Apply what you read:
A - Output the part of the post about cancer and grief that begins at the words "My heart aches" and stops after the words "for all of it.", copied word for word.
B - In the post about cancer and grief, how long after the mother's death did the father remarry?
C - Take the post about cancer and grief further, starting after its final sentence.

Excerpt:
===

My heart aches today as I reflect on life and death. I'm tired of this thing called cancer. It has taken my mother, my father and is in the process of taking a much loved cousin. 
My first recollection of cancer was a man in our church. I remember he had a gray look to him. And everyone was always praying and believing that he would be healed. He wasn't. I've only known one person to be healed from cancer. He used alternative medicine and it worked. But his cancer was caught early. So it was much easier to cure. In the case of my mother and cousin, the cancer was there for years before it was detected by the doctors. I blame the doctors. I blame them for not doing the right tests. For not listening and not believing the complaints of vague pain. I blame them for all of it. 
My feelings on death have always been considered harsh and cold. I believe "Life goes on. Get over it" You can't stop death. It's a fact of life. So why should I spend years grieving? They are gone. Okay. Life goes on and I have things to do. Life does not stop so we can grieve and heal. We have to get up and keep going whether we like it or not. 
I think I adopted that attitude after my mother died. Life went on. My father moved on with his life so quickly (a little too quickly) and re-married 12 weeks later. I was crushed by that. All I could think of was "you didn't love mom, if you had, you would not do this". To me, it was the ultimate disrespect! I was disgusted and sickened by the whole idea of him being with a younger woman. I hated him for that. And I hated his new wife. She came in and tried to be a mother to me. HA! Like I was just going to forget my mother and start calling her mom? NEVER in a million years, and still not to this day. When my father died she remarried within 9 weeks. WTH?!

===

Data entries
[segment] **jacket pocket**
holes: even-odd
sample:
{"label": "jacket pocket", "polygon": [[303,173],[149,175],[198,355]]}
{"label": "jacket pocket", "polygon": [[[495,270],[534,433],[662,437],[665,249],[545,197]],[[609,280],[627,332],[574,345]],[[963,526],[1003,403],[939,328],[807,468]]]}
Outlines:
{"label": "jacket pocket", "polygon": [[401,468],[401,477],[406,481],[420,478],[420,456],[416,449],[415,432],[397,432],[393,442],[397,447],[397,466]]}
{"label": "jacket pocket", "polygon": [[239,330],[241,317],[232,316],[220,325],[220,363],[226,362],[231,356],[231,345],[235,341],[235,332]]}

===

Answer section:
A -
My heart aches today as I reflect on life and death. I'm tired of this thing called cancer. It has taken my mother, my father and is in the process of taking a much loved cousin. 
My first recollection of cancer was a man in our church. I remember he had a gray look to him. And everyone was always praying and believing that he would be healed. He wasn't. I've only known one person to be healed from cancer. He used alternative medicine and it worked. But his cancer was caught early. So it was much easier to cure. In the case of my mother and cousin, the cancer was there for years before it was detected by the doctors. I blame the doctors. I blame them for not doing the right tests. For not listening and not believing the complaints of vague pain. I blame them for all of it.

B - Twelve weeks later.

C -
Don't people have any sense of respect and decency? Have they no regard for the dead? 
Okay. I realise they are gone and the spouse is legally free to remarry. But really, 12 weeks? After 32 years of marriage, did that mean nothing? 
On the other hand...... 
My brother-in-law died a week before Christmas 25 years ago. His birthday was the day after mine. So my frustration was that every christmas and every birthday my husband was depressed because of the memory of his dead brother. Call me selfish, but I would get angry because there was no celebration of christmas or my birthday! What about loving the ones that are living?? Life goes on! Get over it! 
So...on the 31st anniversary of my mothers death, I spent the majority of the day crying. I miss her. I thought it was supposed to get easier over time. But it seems like the older I get the more I miss her. I'm sure it's because I have another family member dying of the same thing that has brought all these feelings to the surface. 
Or maybe life moved on too fast, and I didn't give myself time to grieve and heal.
 
FYI: this was written in early November 2011, but not published until April 2012. My cousin did die in late November. His passing has left an incredibly HUGE hole in our family.